::: Source extract :::

Morongo Valley. Image © Daniel Schwartz

As a design laboratory with the goal of crafting a collaborative hands-on experience, the LANDING inaugural camp pushed the boundaries of traditional site analysis. Phase 1 was held on site in the high desert. A series of field expeditions and hikes took place in groups of 6 students. These performative measuring exercises, each led by an invited architect or artist, ranged in theme by element (Earth, Sun, Water, Wind, Space). Using the various environmental data tools, the workshops focused on the collective discovery of potential sites and projects of interest. During this phase, the workshop leaders also gave lectures focused on their work and ideas.

Phase Two

Space Saloon. Image © Daniel Schwartz

Phase 2 reshuffled groups into two main project teams. For this week long phase, teams designed and built projects which aimed to alter their surrounding environments based on a series of programmatic requirements: shelter, comfort, entertainment. Projects ranged from formal explorations to ephemeral installations which register the invisible qualities of site. Students acquired a wide range of knowledge in building tools and construction processes. At the end of the week there was a public presentation, lecture, and concert as a conclusion to the building phase.

Phase Three

Space Saloon. Image © Daniel Schwartz

The third phase focused on the documentation of the finished projects and sites. A series of workshops were held with filmmakers, photographers, and architectural technologists using the devices learned and refined over the first two weeks. LIDAR scanners, drones, and other sensing devices built a large collection of data sets for the students to use. A series of short tutorials taught students different software platforms for processing their collected data. Sites were reconstructed using photogrammetry, of which short video walkthroughs of the digital models were created, exploring the various layers of collected and projected data.

As an endeavor to produce knowledge, LANDING centered on how architects deal with site analysis. Recognizing that designers are often removed from the places they are designing for, the camp uncovered diverse forms of analysis and processes of investigating place. The following are three of the projects at LANDING that explored both spatial and material ideas of landscape and observation.

::: Provided records :::

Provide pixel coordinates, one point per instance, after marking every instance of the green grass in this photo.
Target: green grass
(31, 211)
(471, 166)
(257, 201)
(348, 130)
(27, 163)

:::

__Set problem__
Pick up the account of the LANDING camp from its final sentence and keep writing.

__Task output__
Extent. Image © Daniel Schwartz

Extent is an installation that explores the spatial and visual limits of its environment. This hyper-programmed structure sits in the subtle landscape of Morongo Valley, California, gently landing among a field of sharp and prickly high-desert cacti. Suspended between two parallel walls, each measuring 60 feet long and 12 feet tall, are a series of platforms enabling activities of rest, viewing, and play. Extent performs as an instrument that is in constant dialogue with its context, reciprocally imprinting on and projecting to the site. The gridded bays capture, orient, and frame space in and around the surrounding canyon in an attempt to provide an exploratory base for future expeditions.

TEAM LEADER Kyle May, Architect

WITH Julia van den Hout, Willis Bigelow, Robert Prochaska, Sean Gaffney, Christina Nguyen, Max Harden

STUDENTS Asya Nur Celik, Amanda Dellevigne, Priscila Villalpando, Max Maria, Wendy Cox, Luiza De Souza, Pollakrit Naimee, Sasipa Punkasem, Thanapond Namnanthasith, Yuka Sato, Ramita Yibmontasiri, Thanjira Vimonanupong, Ranchana Rungwatanawong, Natdanai Wareerinsiri, Kongphob Amornpatarasin, Chutimon Suetragulwong


The Oscilloscape. Image © Daniel Schwartz

The Oscilloscape is both a tool for observing and reacting to the world around us. Part observation deck, part resting space, part entertainment stage, this mobile structure acts as a place for measuring, describing, analyzing, and creating various wave activities. The front of the structure—used throughout the day as a meeting space, stage, and bar—produces messages and sounds to be projected and amplified through the conic volume in the rear. Oscilloscape is a modern take on the mobile wagons of the Wild West. Its ability to reconfigure its use and location makes it an ideal station for analyzing new environments and reacting to constant changes in the landscape.

TEAM LEADER Hello Wood (Péter Pozsár, Fruzsi Karig)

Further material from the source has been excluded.